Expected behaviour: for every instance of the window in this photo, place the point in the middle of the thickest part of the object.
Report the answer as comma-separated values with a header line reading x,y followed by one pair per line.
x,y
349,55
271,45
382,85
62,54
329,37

# [Required task]
Copy the material again, changing "thickest" to "widest" and leaving everything else as it is.

# [Output of the exercise]
Expected behaviour: for every instance of the window in this photo, place the point in the middle of the widest part of the object.
Report the answer as comma-separated values with a header line reading x,y followed by one pair per line.
x,y
349,55
271,45
382,85
62,54
329,37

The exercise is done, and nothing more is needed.